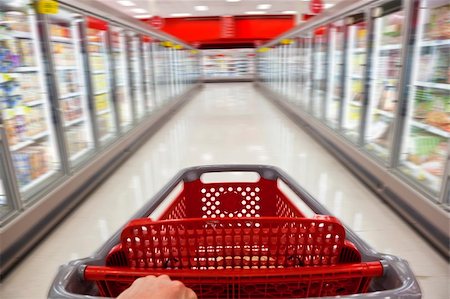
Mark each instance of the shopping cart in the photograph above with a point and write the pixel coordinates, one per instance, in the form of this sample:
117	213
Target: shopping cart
238	240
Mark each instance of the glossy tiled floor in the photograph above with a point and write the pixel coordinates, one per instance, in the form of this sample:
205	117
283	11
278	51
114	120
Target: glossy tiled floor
226	123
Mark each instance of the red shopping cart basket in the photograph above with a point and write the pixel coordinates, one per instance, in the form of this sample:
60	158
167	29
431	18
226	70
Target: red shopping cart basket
237	240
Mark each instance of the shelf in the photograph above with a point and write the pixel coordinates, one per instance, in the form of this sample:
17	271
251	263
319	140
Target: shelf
434	43
390	47
79	154
37	181
60	39
384	113
430	128
444	86
106	137
20	34
353	103
70	95
66	68
33	103
372	146
359	50
73	122
106	111
21	145
40	135
25	69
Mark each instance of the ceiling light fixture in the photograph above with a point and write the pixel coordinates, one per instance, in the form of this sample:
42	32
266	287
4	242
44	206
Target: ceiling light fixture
201	8
256	12
264	6
180	14
138	10
142	16
126	3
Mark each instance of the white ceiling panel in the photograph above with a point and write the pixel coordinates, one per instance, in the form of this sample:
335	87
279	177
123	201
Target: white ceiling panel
166	8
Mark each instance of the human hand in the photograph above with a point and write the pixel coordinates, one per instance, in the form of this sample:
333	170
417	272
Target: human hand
152	287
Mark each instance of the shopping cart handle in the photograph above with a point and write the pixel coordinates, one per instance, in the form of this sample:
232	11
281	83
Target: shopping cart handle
265	171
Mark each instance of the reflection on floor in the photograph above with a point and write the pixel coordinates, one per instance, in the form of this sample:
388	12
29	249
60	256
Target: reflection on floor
226	123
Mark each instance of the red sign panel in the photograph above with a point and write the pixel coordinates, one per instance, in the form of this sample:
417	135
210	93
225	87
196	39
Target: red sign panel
228	27
157	22
316	6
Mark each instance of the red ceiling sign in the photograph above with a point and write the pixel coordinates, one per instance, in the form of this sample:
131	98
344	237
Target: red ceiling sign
228	29
316	6
157	22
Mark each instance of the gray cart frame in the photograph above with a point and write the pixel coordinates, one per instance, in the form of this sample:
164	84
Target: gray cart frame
398	280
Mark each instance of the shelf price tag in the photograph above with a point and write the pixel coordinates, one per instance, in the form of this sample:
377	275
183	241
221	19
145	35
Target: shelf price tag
286	41
47	7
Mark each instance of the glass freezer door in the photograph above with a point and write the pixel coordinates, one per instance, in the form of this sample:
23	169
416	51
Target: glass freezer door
307	73
65	34
148	73
425	146
24	100
354	77
100	71
6	206
384	80
122	86
136	74
336	60
319	72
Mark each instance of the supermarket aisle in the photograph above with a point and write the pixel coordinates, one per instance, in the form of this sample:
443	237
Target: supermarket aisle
226	123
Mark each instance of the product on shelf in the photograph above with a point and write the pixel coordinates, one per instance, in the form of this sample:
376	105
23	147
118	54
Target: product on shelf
101	102
438	26
100	82
67	82
16	20
30	163
76	139
59	31
63	54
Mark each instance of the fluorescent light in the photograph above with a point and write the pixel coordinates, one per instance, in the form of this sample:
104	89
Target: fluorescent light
264	6
256	12
138	10
142	16
126	3
201	8
14	13
180	14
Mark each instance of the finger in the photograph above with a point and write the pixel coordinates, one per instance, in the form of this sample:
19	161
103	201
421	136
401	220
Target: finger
164	277
190	294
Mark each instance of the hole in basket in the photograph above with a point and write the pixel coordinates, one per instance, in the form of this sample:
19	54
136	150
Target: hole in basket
230	177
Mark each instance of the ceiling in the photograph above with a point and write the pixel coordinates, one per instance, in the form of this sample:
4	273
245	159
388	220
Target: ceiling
185	8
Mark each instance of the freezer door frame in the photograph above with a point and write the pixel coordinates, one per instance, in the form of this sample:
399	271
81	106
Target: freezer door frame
8	179
90	85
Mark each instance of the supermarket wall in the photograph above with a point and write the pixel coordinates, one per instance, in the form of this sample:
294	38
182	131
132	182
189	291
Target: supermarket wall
----
> _Exercise requirements_
An exact restatement of the entries above is needed; no picture may appear in it.

> _Your response_
Mark each instance of the shopping cart in the photograph above with a point and write the pixel coordinates, one per instance, in the form of this sample:
117	213
Target: shopping cart
238	240
Mark each instance of the glossy tiled floor in the photograph above with a point and write the pixel coordinates, one per instance, in the form of this sample:
205	117
283	11
278	51
114	120
Target: glossy tiled floor
226	123
Mark each instance of the red shopping cart basket in the photograph above with a point and write the pixel coordinates, one per instance, in the form of this sample:
60	158
167	29
431	18
226	70
Target: red shopping cart basket
237	240
Mark each instance of the shelf in the photograph above with a point and write the pixel coordinates, one per instance, in the form of this sample:
17	271
251	263
319	140
Target: shelf
434	43
390	47
79	154
37	181
60	39
384	113
430	128
444	86
106	137
20	34
353	103
70	95
66	68
33	103
372	146
359	50
73	122
106	111
21	145
40	135
25	69
Mark each instance of the ceiling light fixture in the photograph above with a point and write the pixel coordinates, one per instance, in the form of this sample:
42	32
266	287
4	242
44	206
Target: ceiling light fixture
201	8
256	12
264	6
180	14
138	10
142	16
126	3
Mark each instance of the white ceiling panel in the photograph above with a point and write the pixel coordinates, one per instance, in the form of this sample:
335	87
279	177
123	201
Target: white ceiling panel
166	8
Mark each instance of the human hand in the photograph above with a point and write the pixel coordinates, one per instance, in the form of this sample:
333	170
417	272
Target: human hand
152	287
Mark each instance of the shopping cart handle in the photograph above with a point and write the pixel coordinates, one per instance, in the form of this sample:
232	11
281	83
Target: shopping cart handle
265	171
Mark each instance of the reflection on floor in the photograph above with a point and write the pixel coordinates, one per instance, in the form of this sample:
388	12
29	249
60	256
Target: reflection on floor
226	123
Mark each instance of the red sign panel in the photograph above with a point and write the pixel coordinates, one per instance, in the form of this sample:
417	135
210	93
225	87
196	39
Target: red sign panel
228	27
157	22
316	6
Mark each instance of the red ceiling sign in the photograph above with a point and write the pixel coordinates, one per instance, in the form of this sample:
131	98
344	237
Target: red ceiling sign
228	29
316	6
157	22
Mark each instance of the gray cart frame in the photograph above with a point and write the pixel coordinates, one per instance, in the form of this sample:
164	84
Target: gray cart frame
398	280
Mark each instance of the shelf price tag in the photograph above with a point and write the pixel coordinates, one per instance, in the form of this sample:
377	275
183	241
221	19
145	35
Target: shelf price tag
286	41
47	7
Mark each instance of the glass freezer door in the photograph above with a point and write the pixel coordinates, one per instance, in the form of this sample:
23	169
416	51
Target: glass freezer door
307	73
65	34
148	73
425	146
24	100
354	77
100	71
6	206
384	80
122	86
136	74
336	60
319	72
Mark each instance of the supermarket aisle in the photograph above with a point and write the pixel coordinates, one per instance, in the form of this sample:
443	237
Target: supermarket aisle
226	123
Mark each instance of the product on shelf in the photograph above with a point and write the pixel coordinates, one per instance, in the form of this sample:
376	105
23	147
118	54
Target: product on shelf
101	102
438	26
100	82
67	82
16	20
30	163
76	139
59	31
63	54
Mark each instance of the fluorescent light in the photograph above with a point and write the pixel coordinates, one per instance, in the form of this sample:
104	89
Target: fluorescent light
264	6
256	12
138	10
142	16
126	3
201	8
14	13
180	14
Mark each instance of the finger in the photograph above with a point and write the pixel coordinates, one per instance, in the form of this sample:
19	161
103	201
421	136
401	220
Target: finger
164	277
190	294
Mark each instance of the hole in basket in the photograph above with a point and write the pixel coordinates, one per instance, in the form of this sample:
19	54
136	150
Target: hole in basket
230	177
Mark each instance of the ceiling in the photograph above with a point and write the pixel coordinates, one per instance, in the form of this sample:
4	273
245	159
388	220
Target: ceiling
185	8
Mark each instance of the freezer door frame in the photograph above with a point and write the pixel coordinates, one per instance, in the form of this sample:
399	271
81	106
Target: freezer door frame
8	179
90	85
Mark each instance of the supermarket wall in the photograph above with a point and write the pixel coordinates, one per instance, in the form of this sample:
294	38
182	131
132	182
189	291
Target: supermarket wall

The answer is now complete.